» JOB
Convert the lines of the material from the one containing "TASK = place a pin on each instance of the white" through the end, inclusive, into a Markdown table with the columns Row and Line, numbering each row and skipping any blank lines.

>> start RECORDS FOR PROCESSING

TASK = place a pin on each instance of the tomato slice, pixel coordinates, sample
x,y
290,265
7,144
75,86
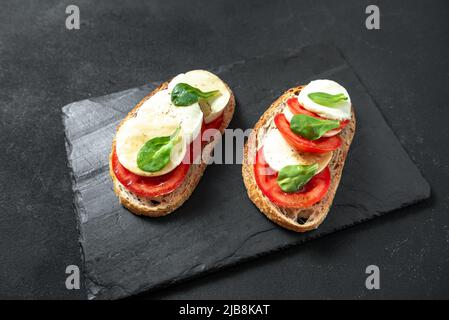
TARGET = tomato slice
x,y
296,108
149,186
310,194
321,145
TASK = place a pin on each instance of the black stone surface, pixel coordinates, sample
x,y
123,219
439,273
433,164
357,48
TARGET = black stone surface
x,y
219,226
124,44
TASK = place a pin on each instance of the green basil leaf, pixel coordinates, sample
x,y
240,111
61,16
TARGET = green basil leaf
x,y
155,153
185,95
326,99
294,177
312,128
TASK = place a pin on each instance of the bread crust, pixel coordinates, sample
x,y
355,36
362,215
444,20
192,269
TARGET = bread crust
x,y
163,205
298,220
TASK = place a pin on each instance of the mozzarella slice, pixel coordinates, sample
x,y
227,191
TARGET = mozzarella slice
x,y
341,111
205,81
288,114
278,153
159,107
135,132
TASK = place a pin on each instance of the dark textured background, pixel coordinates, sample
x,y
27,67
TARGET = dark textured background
x,y
121,45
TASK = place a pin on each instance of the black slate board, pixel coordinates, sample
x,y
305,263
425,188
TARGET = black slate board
x,y
219,226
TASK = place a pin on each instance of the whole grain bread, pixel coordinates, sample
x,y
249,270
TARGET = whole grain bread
x,y
163,205
299,220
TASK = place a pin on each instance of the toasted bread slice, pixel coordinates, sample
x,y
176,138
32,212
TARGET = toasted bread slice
x,y
299,220
163,205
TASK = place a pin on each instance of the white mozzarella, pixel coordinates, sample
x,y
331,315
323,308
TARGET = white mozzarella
x,y
205,81
288,114
135,132
278,153
159,107
341,111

>> end RECORDS FOR PROCESSING

» ANSWER BELOW
| Row | Line |
|---|---|
| 1 | TASK = place a pin on each instance of the white mozzarella, pixel coordinates, sample |
| 2 | x,y |
| 3 | 331,315 |
| 4 | 323,308 |
| 5 | TARGET = white mozzarella |
| 6 | x,y |
| 7 | 205,81 |
| 8 | 288,114 |
| 9 | 135,132 |
| 10 | 278,153 |
| 11 | 159,107 |
| 12 | 341,111 |